▶ Dataset
━━━━━━━━━━━━━━━━

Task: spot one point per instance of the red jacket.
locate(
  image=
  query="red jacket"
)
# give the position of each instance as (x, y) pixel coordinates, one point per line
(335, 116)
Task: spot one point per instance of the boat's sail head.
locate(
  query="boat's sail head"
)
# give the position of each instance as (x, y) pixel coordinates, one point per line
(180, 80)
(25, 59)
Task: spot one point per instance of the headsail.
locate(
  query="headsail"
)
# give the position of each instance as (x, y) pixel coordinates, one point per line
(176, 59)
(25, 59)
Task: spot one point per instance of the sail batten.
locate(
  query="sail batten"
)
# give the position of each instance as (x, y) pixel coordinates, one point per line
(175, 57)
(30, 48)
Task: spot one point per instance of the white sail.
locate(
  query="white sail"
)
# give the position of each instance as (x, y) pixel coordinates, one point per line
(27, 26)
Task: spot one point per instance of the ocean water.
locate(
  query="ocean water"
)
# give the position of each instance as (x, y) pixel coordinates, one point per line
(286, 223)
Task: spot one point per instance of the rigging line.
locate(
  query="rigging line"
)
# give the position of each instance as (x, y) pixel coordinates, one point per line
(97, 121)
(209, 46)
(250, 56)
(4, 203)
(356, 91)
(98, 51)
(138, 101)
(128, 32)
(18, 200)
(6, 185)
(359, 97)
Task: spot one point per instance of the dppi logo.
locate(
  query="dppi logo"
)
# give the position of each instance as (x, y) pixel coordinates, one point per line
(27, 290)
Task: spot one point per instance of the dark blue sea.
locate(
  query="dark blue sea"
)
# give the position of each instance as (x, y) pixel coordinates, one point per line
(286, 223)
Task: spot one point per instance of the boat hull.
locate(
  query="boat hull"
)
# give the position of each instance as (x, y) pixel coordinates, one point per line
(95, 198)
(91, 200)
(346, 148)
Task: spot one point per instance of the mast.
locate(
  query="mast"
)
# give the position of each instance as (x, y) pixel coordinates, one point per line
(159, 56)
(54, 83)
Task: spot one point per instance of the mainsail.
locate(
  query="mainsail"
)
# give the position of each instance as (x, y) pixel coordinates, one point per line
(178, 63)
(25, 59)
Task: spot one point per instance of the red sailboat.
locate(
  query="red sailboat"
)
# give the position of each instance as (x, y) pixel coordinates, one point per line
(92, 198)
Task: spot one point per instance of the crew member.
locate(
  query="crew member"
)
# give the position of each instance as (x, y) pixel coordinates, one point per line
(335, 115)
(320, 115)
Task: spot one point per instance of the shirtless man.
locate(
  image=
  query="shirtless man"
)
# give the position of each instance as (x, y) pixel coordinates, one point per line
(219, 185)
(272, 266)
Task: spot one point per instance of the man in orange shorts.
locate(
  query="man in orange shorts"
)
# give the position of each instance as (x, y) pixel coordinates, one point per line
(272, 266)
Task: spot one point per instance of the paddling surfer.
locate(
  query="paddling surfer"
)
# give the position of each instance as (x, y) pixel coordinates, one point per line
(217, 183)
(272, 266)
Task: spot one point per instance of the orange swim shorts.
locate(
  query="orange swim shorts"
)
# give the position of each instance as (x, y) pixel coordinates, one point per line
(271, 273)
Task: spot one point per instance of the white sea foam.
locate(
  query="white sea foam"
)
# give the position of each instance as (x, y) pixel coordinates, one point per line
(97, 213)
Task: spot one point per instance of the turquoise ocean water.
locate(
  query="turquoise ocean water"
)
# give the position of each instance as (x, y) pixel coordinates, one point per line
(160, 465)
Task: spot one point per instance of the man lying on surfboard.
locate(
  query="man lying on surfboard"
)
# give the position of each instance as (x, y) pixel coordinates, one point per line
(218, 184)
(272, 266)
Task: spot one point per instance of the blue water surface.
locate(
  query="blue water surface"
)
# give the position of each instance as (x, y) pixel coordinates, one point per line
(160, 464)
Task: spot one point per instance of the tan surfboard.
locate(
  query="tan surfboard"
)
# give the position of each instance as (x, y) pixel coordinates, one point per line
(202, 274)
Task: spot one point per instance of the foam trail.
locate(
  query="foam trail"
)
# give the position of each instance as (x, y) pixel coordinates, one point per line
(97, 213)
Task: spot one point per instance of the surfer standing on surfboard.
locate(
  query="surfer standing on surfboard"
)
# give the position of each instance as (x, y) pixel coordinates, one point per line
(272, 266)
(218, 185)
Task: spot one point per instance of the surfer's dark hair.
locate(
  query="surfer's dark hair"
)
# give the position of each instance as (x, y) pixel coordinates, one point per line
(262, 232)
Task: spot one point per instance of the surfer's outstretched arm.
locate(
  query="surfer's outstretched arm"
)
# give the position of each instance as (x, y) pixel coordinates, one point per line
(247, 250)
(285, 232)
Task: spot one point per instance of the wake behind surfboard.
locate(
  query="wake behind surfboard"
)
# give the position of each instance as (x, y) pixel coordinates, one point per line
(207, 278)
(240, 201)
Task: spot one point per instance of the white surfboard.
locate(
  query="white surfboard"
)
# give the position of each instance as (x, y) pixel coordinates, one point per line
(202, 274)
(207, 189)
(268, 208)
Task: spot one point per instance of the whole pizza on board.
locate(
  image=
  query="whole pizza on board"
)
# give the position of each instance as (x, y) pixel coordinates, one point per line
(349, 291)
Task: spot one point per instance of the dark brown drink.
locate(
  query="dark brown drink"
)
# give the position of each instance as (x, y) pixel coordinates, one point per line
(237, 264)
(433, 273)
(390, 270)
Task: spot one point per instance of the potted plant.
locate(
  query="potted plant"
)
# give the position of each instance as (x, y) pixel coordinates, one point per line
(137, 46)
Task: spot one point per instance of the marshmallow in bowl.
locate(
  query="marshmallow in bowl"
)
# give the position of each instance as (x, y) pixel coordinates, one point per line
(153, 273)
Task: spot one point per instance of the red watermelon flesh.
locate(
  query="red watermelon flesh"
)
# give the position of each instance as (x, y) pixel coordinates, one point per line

━━━━━━━━━━━━━━━━

▶ Task objective
Once you find the line containing "Task: spot one point per instance of the white surfboard.", copy it and every line after it through the end of the records, exactly as they stand.

▶ Answer section
Task: spot one point per instance of the white surfboard.
locate(
  query="white surfboard"
)
# give the position of each instance as (x, y) pixel coordinates, one point per line
(202, 274)
(207, 189)
(268, 208)
Task: spot one point per instance of the whole pizza on board.
locate(
  image=
  query="whole pizza on board"
)
# give the position of each instance as (x, y) pixel coordinates, one point per line
(349, 291)
Task: spot one point per instance of the dark brown drink.
locate(
  query="dark brown drink"
)
# give the position of each instance as (x, y) pixel coordinates, one point per line
(237, 264)
(433, 273)
(390, 270)
Task: spot one point per instance of the potted plant.
locate(
  query="potted plant"
)
# give the position of each instance as (x, y) pixel coordinates, one point per line
(137, 46)
Task: spot one point per instance of the marshmallow in bowl.
locate(
  query="marshmallow in bowl"
)
# give the position of each instance as (x, y) pixel coordinates, one point per line
(153, 273)
Task: spot one point per instance of the red watermelon flesh.
locate(
  query="red watermelon flesh"
)
# give the position of each instance as (x, y) pixel coordinates, one point per line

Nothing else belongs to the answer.